Отрывок
------------------------

Быстро перейдя теперь к решительным действиям, Монтефельтро сумел поставить Коллеоне и его людей в невыгодное положение. Но не успел он нанести удар, как Галеаццо совершенно необъяснимым образом позволил противнику вырваться из ловушки. В ответ на запрос из синьории Монтефельтро пожаловался, что Галеаццо из чистого тщеславия отказался следовать его приказам, мол, им, Сфорцей, не может командовать человек, бывший некогда подчиненным его отца. Синьория дипломатично пригласила Галеаццо во Флоренцию самолично доложить о сложившейся ситуации, а также изложить свое мнение о дальнейших действиях флорентийских сил. Теперь, когда капризный юнец миланский герцог уже ничем не мог ему помешать, Монтефельтро вновь настиг венецианские отряды, отходившие к Имоле; Коллеоне вынужден был остановиться и принять бой. Флорентийцы быстро начали брать верх, но тут стемнело, и пришлось сражаться при свете факелов. В возникшей суматохе Коллеоне приказал своим силам отступить. Монтефельтро объявил об одержанной победе, но на самом деле окончательной ее не назовешь, ибо Коллеоне вернулся в Венецию, сохранив в основном свою армию. Тем не менее венецианцы не склонны были втягиваться в долгую войну, и год спустя между двумя городами был подписан мирный договор. Пьеро удалось возродить старый союз; стабильность, как внутри, так и вовне, была восстановлена, и теперь уже никто не покушался на его авторитет властителя города.

------------------------

Приведённые записи
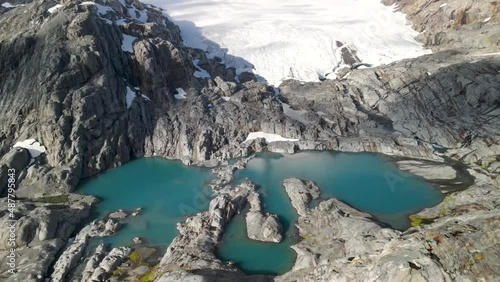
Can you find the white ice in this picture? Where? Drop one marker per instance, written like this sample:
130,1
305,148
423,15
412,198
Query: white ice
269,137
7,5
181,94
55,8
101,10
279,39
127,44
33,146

------------------------

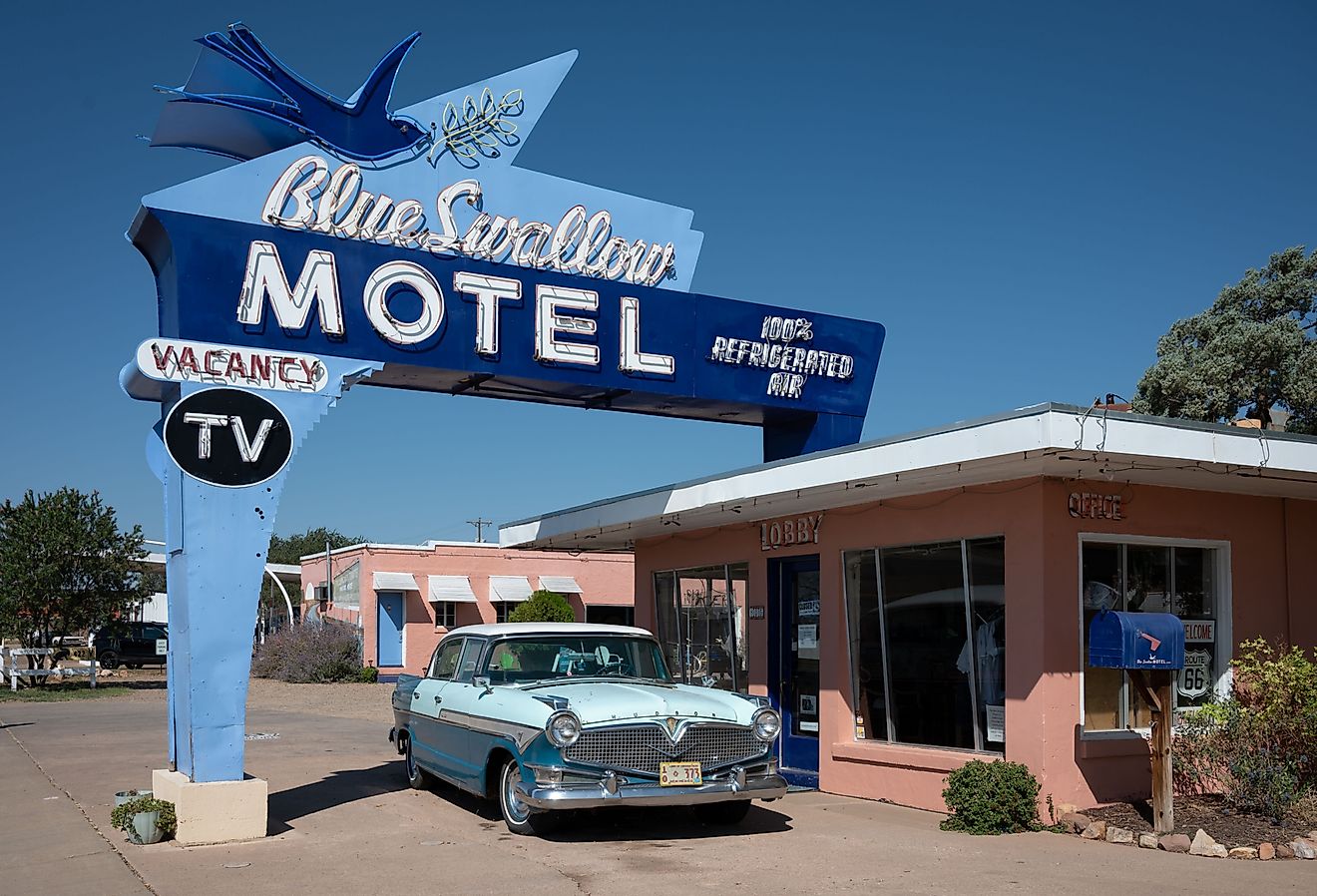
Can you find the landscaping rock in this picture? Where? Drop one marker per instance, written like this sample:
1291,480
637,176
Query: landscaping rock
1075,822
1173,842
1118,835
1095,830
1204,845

------------------------

Задание 1
Перечислите всех людей, которые названы в отрывке по имени или фамилии.
Задание 2
Согласно отрывку, куда отходили венецианские отряды, когда Монтефельтро вновь их настиг?

Правильный ответ 1
Монтефельтро, Коллеоне, Галеаццо (Сфорца), Пьеро.

Правильный ответ 2
К Имоле.